Collection entries:

*-*-*

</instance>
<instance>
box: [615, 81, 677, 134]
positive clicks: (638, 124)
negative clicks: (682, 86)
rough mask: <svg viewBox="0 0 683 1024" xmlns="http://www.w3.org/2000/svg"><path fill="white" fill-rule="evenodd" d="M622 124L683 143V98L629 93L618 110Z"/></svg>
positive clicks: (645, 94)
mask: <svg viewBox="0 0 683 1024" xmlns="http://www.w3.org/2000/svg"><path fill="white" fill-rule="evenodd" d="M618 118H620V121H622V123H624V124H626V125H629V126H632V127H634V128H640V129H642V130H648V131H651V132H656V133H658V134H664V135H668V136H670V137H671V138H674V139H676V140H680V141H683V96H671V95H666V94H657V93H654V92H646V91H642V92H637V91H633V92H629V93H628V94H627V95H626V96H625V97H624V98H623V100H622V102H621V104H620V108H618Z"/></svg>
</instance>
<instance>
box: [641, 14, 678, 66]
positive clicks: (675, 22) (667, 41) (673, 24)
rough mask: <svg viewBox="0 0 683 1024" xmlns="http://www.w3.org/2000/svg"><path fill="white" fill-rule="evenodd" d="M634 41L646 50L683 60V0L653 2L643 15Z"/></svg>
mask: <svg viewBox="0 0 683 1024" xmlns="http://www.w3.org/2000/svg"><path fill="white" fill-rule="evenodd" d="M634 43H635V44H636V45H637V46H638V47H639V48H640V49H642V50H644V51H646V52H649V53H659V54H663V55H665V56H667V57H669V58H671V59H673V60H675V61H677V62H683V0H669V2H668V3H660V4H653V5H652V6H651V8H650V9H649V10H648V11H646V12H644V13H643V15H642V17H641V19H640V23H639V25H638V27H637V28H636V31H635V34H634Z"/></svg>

*-*-*

Give the rows from the very beginning through the line containing "positive clicks: (645, 94)" as a numbered list, skipping any blank lines.

**OUTPUT OF THE EXERCISE**:
1. </instance>
2. <instance>
3. box: [615, 81, 677, 134]
4. positive clicks: (638, 124)
5. negative clicks: (682, 86)
6. rough mask: <svg viewBox="0 0 683 1024" xmlns="http://www.w3.org/2000/svg"><path fill="white" fill-rule="evenodd" d="M622 124L683 143V98L629 93L618 110Z"/></svg>
7. positive clicks: (645, 94)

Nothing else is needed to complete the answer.